__Stored items from a collection__:

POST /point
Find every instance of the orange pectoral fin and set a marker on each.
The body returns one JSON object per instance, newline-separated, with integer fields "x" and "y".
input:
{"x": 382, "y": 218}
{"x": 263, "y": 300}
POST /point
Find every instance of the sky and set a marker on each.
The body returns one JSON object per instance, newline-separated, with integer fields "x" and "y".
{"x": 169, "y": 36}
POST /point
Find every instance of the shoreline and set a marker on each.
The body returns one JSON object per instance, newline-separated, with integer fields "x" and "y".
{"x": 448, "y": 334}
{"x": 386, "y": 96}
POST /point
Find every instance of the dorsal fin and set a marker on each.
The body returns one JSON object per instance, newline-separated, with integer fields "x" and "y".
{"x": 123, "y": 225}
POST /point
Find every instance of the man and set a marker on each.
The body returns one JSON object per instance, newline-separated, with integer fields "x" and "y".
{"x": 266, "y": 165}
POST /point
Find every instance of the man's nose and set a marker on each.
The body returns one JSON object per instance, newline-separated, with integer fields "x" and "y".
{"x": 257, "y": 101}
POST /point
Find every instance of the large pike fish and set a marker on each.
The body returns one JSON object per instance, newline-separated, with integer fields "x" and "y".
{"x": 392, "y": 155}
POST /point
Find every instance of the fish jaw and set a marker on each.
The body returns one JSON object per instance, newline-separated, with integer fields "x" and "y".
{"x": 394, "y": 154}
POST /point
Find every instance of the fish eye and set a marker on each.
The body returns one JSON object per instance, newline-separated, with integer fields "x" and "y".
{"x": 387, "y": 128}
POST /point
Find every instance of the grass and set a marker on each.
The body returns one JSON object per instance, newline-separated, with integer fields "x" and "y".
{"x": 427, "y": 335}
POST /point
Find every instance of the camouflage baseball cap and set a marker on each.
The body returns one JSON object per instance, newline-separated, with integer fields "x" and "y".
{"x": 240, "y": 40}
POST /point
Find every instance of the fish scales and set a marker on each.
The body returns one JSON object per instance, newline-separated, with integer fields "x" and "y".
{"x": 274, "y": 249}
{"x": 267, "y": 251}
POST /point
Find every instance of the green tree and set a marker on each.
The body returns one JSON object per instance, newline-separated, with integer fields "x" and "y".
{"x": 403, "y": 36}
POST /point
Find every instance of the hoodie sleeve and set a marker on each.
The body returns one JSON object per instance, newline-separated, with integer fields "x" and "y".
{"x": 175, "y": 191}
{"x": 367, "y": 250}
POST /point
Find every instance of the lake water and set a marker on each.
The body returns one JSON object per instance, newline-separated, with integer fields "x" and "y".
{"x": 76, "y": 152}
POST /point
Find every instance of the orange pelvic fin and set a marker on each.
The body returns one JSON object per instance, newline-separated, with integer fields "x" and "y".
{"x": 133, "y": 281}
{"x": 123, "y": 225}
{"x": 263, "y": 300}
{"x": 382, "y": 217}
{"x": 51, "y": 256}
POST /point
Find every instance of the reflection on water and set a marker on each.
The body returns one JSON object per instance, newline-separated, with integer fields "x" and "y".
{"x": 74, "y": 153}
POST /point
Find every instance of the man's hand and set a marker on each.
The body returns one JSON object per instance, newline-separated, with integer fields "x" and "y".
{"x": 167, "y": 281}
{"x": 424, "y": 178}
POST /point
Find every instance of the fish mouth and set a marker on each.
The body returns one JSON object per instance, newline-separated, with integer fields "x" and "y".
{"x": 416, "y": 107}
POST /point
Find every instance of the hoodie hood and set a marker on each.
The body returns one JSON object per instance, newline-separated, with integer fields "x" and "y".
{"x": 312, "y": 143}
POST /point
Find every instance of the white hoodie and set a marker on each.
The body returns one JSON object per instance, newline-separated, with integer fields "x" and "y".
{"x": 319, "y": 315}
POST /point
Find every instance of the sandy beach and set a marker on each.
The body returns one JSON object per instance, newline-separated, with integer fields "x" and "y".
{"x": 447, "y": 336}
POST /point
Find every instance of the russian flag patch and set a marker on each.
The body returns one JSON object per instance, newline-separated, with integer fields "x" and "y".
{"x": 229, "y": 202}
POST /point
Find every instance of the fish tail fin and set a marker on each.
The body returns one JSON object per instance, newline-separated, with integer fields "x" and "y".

__Work to complete__:
Beginning with the first line above, transcribe all of the data exactly.

__Written solution__:
POST /point
Find every instance of the orange pectoral fin and set a marker on each.
The body returns one JSON object per instance, newline-separated, with integer fields "x" and "y".
input:
{"x": 382, "y": 218}
{"x": 263, "y": 300}
POST /point
Find every instance of the sky and set a marker on each.
The body returns one JSON object per instance, newline-separated, with integer fields "x" and "y".
{"x": 169, "y": 36}
POST /point
Find every instance of the shoreline and set a marker on each.
The body returns one JSON object per instance, newline-separated, with integer fields "x" and "y".
{"x": 448, "y": 334}
{"x": 386, "y": 96}
POST /point
Find every instance of the dorsal fin and set a marker on each.
The body returns one JSON object per instance, newline-separated, with integer fields "x" and "y".
{"x": 123, "y": 225}
POST /point
Find every instance of the man and set a marker on each.
The body returns one JSON object per instance, newline-separated, with integer fields "x" and "y".
{"x": 266, "y": 165}
POST /point
Find every instance of the man's nose and set a marker on each.
The body returns one JSON object per instance, newline-separated, with integer fields "x" and "y".
{"x": 257, "y": 101}
POST /point
Find every instance of the large pike fish and set a marker on each.
The body returns one JSON object per instance, newline-separated, with integer fields "x" and "y".
{"x": 392, "y": 155}
POST /point
Find every instance of the fish jaw and set a marker on each.
The body returns one JSON object per instance, newline-separated, with integer fields "x" and "y".
{"x": 394, "y": 154}
POST /point
Find every instance of the fish eye and set a marker on each.
The body returns one JSON object per instance, newline-separated, with integer fields "x" and "y".
{"x": 387, "y": 128}
POST /point
Find every instance of the grass and set a marker on each.
The body returns one JSON object per instance, newline-separated, with integer fields "x" and "y".
{"x": 427, "y": 335}
POST /point
Find every instance of the camouflage baseball cap and set a marker on each.
The body returns one JSON object per instance, newline-separated, with integer fields "x" and "y".
{"x": 240, "y": 40}
POST /point
Find every instance of the fish scales and set a marker on each.
The body returns one JSON object per instance, newline-separated, with integer fields "x" and "y".
{"x": 274, "y": 249}
{"x": 267, "y": 251}
POST /point
Find every instance of the green tree and set a marker on each.
The body returns one JSON object per instance, newline-separated, with integer fields "x" and "y".
{"x": 403, "y": 36}
POST /point
Find every instance of the hoodie sleeve and set a marker on each.
The body returns one JSON object per instance, newline-separated, with integer fields "x" and "y".
{"x": 175, "y": 191}
{"x": 367, "y": 250}
POST /point
Find every instance of the lake water and set a marker on each.
The body returns one JSON object per instance, newline-separated, with integer fields "x" and "y".
{"x": 76, "y": 152}
POST /point
Find every instance of the orange pelvic fin and set a marker on each.
The body returns one JSON object per instance, newline-separated, with integer fields "x" and "y".
{"x": 133, "y": 281}
{"x": 123, "y": 225}
{"x": 263, "y": 300}
{"x": 382, "y": 217}
{"x": 51, "y": 256}
POST /point
Find every instance of the reflection on water and set a marker on each.
The body returns one JSON object per instance, newline-separated, with integer fields "x" and "y".
{"x": 74, "y": 153}
POST /point
Find every instance of the man's hand and set a marker on each.
The body returns one JSON object per instance, newline-separated, with integer fields "x" and "y".
{"x": 167, "y": 281}
{"x": 424, "y": 178}
POST /point
Find every instance of the fish mouth and set a marker on each.
The body returns one JSON object per instance, newline-separated, with integer fields "x" and "y".
{"x": 416, "y": 107}
POST /point
Find every instance of the hoodie hood and set a marker on each.
The body returns one JSON object per instance, newline-separated, with integer fields "x" and "y".
{"x": 312, "y": 143}
POST /point
Find every instance of the white hoodie and set a marker on each.
The body returns one JSON object per instance, newline-separated, with integer fields "x" and "y".
{"x": 319, "y": 315}
POST /point
Find every instance of the sandy beach and set a marker on each.
The body returns one JSON object per instance, newline-separated, with integer fields "x" and "y".
{"x": 447, "y": 336}
POST /point
Find every instance of the russian flag patch and set a marker on each.
The body returns one JSON object per instance, newline-separated, with integer fields "x" and "y".
{"x": 229, "y": 202}
POST /point
Find every instance of the fish tail fin and set a marker on each.
The body returns one JSON object per instance, newline-separated, with integer fields "x" and "y".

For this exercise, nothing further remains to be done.